Source passage:
This definition of policy networks signals a change in the way political decision-making has been conventionally understood. It contradicts the standard notion of a clear separation between state and society, with the state being seen as the highest center for social and political control. As Mayntz (1993) observes, social modernization has brought more importance to formal organizations in all areas of society and with their strengthened position comes an increasing fragmentation of power. Policy networks represent one response to the escalating functional differentiation of social subsystems. With the state no longer being the sole entity capable of organizing society, there is a dispersion of expertise and competence, a multiplication of channels for mediation and agreement, and the involvement of different levels of decision-making from the local to the supranational (Jouve 1995). Consequently, public policy is much less likely to be produced by a unitary state with adequate control over all the resources necessary for implementing decisions in the public interest.

Rather, public policy is more likely to result from strategic interaction among several or many policy actors, each with a particular understanding of the problem and its own individual or institutional self-interest (Scharpf 1997).




1.1 Historical Development

The sharing of political power between public and private actors became the first avenue of enquiry that led to the development of the policy network concept. In the mid-1970s, Schmitter and Lehmbruch (1977) suggested the concept of corporatism be reconsidered as a conceptual tool for understanding the particular relationships between public and private actors that had emerged for the management of macroeconomic policy in several European democracies. The revitalization of the corporatism concept coincided with other suggested new concepts for capturing the changing patterns of power sharing between private and public actors: ‘corporate pluralism’ in Scandinavia, ‘issue networks’ in the US (Heclo 1978), ‘policy communities’ in the UK (Richardson and Jordan 1979), and ‘policy networks’ (Katzenstein 1978).

The early focus in each of these concepts was on broad, macro characteristics of the political system. As these concepts became more familiar, however, a number of scholars noted their potential relevance for understanding private–public relations in more restricted sectoral policy arenas. Drawing on a growing number of empirical studies, these scholars began to develop typologies of different structural patterns of public–private interaction at the sectoral or meso level (Atkinson and Coleman 1989, van Waarden 1992), prompting a certain spate of definitional disputes. By the mid-1990s, however, sectoral and state corporatism, pressure pluralism, clientelism, issue networks, and state-directed networks generally were accepted as core structural types.

Data:
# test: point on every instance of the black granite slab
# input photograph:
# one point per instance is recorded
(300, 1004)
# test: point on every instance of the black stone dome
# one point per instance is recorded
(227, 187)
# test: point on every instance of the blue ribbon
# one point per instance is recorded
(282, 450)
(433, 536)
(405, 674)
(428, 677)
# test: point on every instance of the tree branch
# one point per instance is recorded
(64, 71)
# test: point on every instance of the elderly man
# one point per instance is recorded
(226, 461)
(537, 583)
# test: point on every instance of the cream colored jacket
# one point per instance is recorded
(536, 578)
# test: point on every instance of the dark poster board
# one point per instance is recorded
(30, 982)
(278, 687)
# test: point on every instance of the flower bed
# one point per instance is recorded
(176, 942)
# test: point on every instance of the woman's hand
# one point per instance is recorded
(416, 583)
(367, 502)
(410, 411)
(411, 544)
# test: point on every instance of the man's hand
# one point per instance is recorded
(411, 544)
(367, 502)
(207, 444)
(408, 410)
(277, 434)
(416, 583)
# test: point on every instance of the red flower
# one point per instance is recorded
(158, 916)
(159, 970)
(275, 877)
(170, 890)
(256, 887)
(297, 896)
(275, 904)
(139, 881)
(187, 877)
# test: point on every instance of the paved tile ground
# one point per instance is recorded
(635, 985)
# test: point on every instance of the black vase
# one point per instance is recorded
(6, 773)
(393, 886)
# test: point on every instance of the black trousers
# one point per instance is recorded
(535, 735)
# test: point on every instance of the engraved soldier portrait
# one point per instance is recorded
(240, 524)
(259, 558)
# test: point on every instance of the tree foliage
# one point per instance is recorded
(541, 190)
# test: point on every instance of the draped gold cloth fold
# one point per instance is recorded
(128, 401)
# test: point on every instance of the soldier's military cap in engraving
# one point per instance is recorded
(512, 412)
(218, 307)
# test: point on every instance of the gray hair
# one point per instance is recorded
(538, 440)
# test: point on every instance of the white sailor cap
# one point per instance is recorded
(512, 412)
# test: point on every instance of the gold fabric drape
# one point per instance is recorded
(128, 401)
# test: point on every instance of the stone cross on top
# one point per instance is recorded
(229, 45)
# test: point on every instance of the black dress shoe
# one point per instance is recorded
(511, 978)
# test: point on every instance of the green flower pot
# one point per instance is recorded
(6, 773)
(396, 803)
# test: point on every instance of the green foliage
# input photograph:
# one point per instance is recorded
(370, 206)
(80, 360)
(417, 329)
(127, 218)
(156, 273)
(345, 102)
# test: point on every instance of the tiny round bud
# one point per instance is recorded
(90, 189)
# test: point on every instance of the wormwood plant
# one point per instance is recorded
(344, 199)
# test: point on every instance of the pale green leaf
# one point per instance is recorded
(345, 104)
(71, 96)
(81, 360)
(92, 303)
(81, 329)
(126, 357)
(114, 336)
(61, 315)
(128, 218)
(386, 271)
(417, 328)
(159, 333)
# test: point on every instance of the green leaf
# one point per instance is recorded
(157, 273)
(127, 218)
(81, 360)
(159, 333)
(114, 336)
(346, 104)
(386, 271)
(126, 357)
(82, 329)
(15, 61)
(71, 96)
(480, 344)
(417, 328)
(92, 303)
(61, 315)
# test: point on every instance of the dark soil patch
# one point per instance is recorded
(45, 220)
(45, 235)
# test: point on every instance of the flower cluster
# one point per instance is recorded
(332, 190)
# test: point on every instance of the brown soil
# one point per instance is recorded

What is needed: Reproduce the policy networks passage starting at "Rather, public policy" and ending at "self-interest (Scharpf 1997).", changing "policy actors" to "political actors". The records have no part in this.

Task output:
Rather, public policy is more likely to result from strategic interaction among several or many political actors, each with a particular understanding of the problem and its own individual or institutional self-interest (Scharpf 1997).